## Page excerpt
767. Reorganize String
Given a string S, check if the letters can be rearranged so that two characters that are adjacent to each other are not the same.
If possible, output any possible result. If not possible, return the empty string.
Example 1:
Input: S = "aab"
Output: "aba"
Example 2:
Input: S = "aaab"
Output: ""
Note:
S will consist of lowercase letters and have length in range [1, 500].
- Similar to CPU cool down time
class Solution {
public String reorganizeString(String S) {
int[] count = new int[26];
for(char c : S.toCharArray()) count[c-'a']++;
int[][] c2c = new int[26][];
for(int i = 0; i < 26; i++) c2c[i] = new int[] {i, count[i]};
char p = 'A';
String result = "";
while(true) {
Arrays.sort(c2c, (a,b)->(a[1]-b[1]));
int i = 25;
while(i >= 0 && c2c[i][1] == 0) i--;
if(i == -1) break;
if('a' + c2c[i][0] == p) {
i--;
while(i >= 0 && c2c[i][1] == 0) i--;
if(i == -1) return "";
}
c2c[i][1]--;
result += (char)('a' + c2c[i][0]);
p = (char)('a' + c2c[i][0]);
}
return result;
}
}
- PriorityQueue
public String reorganizeString(String S) {
int[][] count = new int[26][];
for(int i = 0; i < 26; i++) count[i] = new int[] {i, 0};
for(char c : S.toCharArray()) count[c-'a'][1]++;
PriorityQueue<int[]> q = new PriorityQueue<>((a,b)->(b[1]-a[1] == 0 ? a[0]-b[0] : b[1]-a[1]));
for(int[] c : count)

## Set exercise 1
Return the passage of the Reorganize String page from "767. Reorganize String" up to and including "not the same.", copied word for word.
## Set exercise 2
Write the next part of the Reorganize String page, picking up directly after its final line.

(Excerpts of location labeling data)
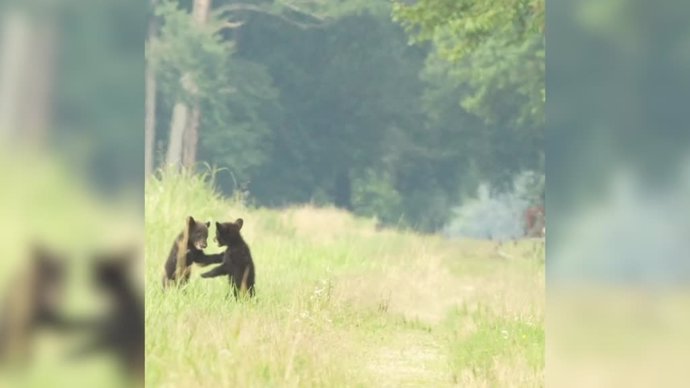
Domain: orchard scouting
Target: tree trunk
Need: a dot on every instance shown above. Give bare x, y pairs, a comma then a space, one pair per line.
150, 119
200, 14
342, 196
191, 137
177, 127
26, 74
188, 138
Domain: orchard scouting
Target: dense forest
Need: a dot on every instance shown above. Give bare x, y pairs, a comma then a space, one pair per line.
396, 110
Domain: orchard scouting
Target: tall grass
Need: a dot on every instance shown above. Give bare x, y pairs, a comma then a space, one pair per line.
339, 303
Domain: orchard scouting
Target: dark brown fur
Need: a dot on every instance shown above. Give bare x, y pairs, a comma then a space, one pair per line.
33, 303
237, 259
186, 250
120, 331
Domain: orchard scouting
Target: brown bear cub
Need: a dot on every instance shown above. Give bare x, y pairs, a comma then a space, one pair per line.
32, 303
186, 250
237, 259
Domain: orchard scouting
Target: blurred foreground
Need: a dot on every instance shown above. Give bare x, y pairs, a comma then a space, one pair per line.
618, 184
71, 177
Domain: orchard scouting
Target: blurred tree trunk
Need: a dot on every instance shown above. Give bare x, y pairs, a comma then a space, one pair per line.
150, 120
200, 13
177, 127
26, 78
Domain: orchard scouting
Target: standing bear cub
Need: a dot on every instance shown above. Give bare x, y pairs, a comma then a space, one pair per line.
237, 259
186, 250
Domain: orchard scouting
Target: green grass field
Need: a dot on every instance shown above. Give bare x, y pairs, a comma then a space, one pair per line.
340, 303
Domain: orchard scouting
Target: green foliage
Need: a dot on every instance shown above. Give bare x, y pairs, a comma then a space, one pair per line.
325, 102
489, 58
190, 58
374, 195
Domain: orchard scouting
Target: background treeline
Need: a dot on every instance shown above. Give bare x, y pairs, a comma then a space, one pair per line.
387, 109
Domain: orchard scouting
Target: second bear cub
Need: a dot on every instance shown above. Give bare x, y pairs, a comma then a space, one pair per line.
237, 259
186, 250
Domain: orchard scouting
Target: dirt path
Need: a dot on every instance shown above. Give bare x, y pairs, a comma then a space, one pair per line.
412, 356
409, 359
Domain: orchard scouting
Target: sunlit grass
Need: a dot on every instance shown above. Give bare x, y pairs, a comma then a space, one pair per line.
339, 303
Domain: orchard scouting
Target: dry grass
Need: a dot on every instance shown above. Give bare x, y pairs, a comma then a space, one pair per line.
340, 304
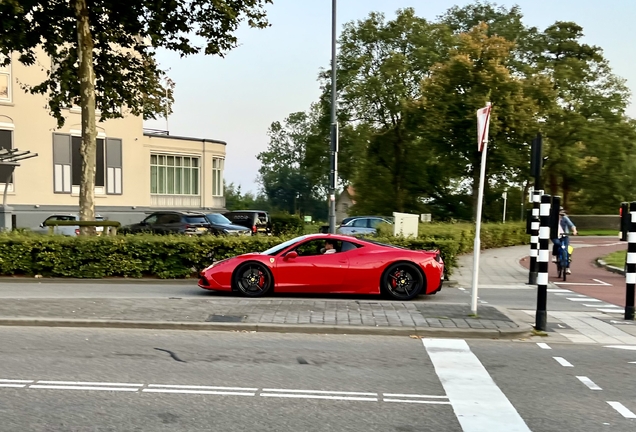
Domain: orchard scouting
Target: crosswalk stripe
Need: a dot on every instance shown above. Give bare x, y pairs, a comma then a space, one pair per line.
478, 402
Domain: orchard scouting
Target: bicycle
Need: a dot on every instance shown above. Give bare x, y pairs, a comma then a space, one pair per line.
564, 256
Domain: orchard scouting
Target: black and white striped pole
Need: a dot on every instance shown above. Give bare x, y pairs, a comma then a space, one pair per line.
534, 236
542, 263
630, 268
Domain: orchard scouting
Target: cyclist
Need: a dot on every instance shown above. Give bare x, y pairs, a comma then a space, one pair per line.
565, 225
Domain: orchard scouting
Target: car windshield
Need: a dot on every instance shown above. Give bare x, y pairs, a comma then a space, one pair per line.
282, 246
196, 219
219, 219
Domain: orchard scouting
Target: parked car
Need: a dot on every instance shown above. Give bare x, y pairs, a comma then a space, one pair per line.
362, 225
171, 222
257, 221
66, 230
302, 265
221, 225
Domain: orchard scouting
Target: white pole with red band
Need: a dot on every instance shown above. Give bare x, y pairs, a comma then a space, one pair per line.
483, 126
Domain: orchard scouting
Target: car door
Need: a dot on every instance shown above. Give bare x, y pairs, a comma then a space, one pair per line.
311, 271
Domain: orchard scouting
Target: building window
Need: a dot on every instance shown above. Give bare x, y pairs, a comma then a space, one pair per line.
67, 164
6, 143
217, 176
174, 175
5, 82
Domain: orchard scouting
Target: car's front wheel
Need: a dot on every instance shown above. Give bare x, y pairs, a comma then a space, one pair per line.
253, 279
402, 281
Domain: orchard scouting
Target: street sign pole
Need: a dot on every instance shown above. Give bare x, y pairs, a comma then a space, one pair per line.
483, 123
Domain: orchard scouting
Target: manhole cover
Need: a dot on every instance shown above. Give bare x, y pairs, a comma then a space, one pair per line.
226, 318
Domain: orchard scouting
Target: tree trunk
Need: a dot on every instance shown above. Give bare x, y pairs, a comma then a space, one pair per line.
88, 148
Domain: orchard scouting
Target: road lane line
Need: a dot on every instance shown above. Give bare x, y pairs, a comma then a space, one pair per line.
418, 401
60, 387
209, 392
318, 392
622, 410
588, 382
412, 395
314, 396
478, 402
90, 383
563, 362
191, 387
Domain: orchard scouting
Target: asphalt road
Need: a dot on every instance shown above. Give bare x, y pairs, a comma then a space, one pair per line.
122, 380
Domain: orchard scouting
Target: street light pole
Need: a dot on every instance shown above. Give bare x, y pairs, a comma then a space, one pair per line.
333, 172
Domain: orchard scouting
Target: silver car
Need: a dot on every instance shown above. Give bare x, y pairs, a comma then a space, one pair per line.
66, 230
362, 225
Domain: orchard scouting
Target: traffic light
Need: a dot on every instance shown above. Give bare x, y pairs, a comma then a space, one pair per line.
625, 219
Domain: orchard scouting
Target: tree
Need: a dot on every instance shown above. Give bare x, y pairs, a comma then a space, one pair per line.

## Expected output 1
767. Reorganize String
Given a string S, check if the letters can be rearranged so that two characters that are adjacent to each other are not the same.

## Expected output 2
if(c[1] > 0)
q.offer(c);
String r = "";
while(!q.isEmpty()) {
int[] most = q.poll();
if(q.isEmpty()) {
if(r.length()-1 >= 0 && r.charAt(r.length()-1) == (char)(most[0]+'a')) return "";
r += (char)(most[0]+'a');
} else {
int[] second = q.poll();
r += (char)(most[0]+'a') + "" + (char)(second[0]+'a');
second[1]--;
if(second[1] > 0)
q.offer(second);
}
most[1]--;
if(most[1] > 0)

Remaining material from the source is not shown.